**Data provided**.
########

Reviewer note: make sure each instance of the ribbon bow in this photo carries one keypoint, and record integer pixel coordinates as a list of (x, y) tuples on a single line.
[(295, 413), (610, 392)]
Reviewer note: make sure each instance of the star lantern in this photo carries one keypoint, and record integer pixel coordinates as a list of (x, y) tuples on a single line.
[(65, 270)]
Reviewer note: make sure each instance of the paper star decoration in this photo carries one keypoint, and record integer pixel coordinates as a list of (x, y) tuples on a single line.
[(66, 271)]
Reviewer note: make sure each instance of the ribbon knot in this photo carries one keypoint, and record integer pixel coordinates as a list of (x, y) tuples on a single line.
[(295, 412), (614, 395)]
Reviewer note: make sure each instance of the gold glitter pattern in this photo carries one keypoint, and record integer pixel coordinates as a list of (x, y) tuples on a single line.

########

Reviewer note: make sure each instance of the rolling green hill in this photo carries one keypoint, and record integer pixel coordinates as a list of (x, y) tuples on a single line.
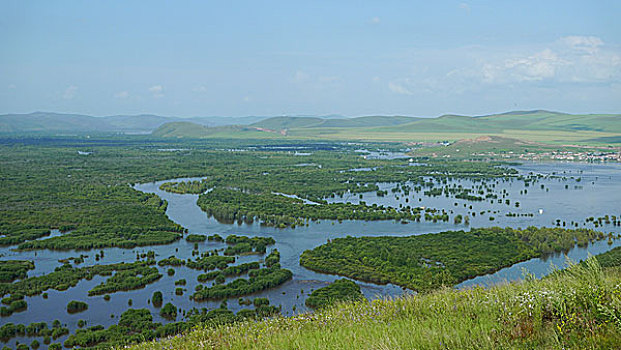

########

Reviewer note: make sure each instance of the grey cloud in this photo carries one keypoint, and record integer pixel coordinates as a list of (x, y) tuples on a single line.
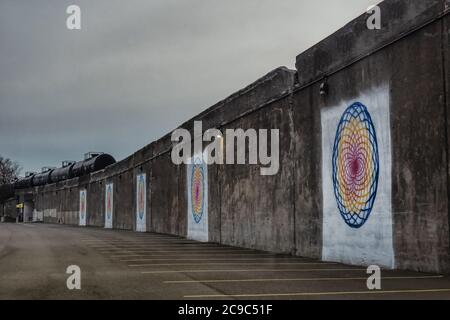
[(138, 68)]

########

**Requirement**. Write out, word for word, the part of the entries that opens with the line containing "Reviewer note: make sure each instance of the grey" and closes with the line containing "[(138, 68)]", both of those lines included. Leave the pictures out of your answer.

**Task solution**.
Reviewer note: make sure each instance of the grey cloud in this photo carries one keypoint, and record integer pixel coordinates as a list of (x, y) tuples on a single line.
[(138, 68)]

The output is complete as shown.